# Start of Recorded information

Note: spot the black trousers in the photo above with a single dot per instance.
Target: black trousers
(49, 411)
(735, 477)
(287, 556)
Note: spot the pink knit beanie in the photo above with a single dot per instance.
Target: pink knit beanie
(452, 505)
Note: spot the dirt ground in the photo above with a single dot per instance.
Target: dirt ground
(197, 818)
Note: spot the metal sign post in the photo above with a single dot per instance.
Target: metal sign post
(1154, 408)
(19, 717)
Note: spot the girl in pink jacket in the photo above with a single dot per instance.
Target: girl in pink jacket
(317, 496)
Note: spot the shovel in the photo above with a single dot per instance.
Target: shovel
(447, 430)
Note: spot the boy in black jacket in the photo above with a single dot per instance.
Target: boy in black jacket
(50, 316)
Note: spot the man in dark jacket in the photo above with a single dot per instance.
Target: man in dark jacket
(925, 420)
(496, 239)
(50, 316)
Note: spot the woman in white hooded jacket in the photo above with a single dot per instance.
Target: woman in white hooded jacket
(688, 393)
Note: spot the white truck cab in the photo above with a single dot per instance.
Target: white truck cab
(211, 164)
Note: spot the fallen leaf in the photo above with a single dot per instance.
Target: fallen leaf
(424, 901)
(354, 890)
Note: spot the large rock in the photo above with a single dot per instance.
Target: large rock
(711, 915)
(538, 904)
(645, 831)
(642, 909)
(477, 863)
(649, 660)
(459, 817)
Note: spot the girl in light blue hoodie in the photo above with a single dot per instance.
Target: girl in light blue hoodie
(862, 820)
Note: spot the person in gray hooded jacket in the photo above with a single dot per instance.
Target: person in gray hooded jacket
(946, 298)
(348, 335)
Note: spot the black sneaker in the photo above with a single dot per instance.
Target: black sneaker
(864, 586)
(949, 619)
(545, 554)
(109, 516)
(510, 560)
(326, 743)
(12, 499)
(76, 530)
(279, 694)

# End of Recorded information

(Directive): Replace "sneaker" with "running shoe" in everything from the line containing "Note: spot the person" down to the end of the data, and reproduce those lines with all else unchanged.

(Answer to the task):
Note: spot the person in gray hooded jacket in the photo above with a single dot per instance.
Target: person in gray hooded jacket
(946, 298)
(348, 335)
Note: spot the black running shoe in the photo above with a single dot per instance.
Target: black running shoe
(864, 586)
(949, 619)
(545, 554)
(109, 516)
(510, 560)
(326, 743)
(12, 499)
(76, 530)
(279, 694)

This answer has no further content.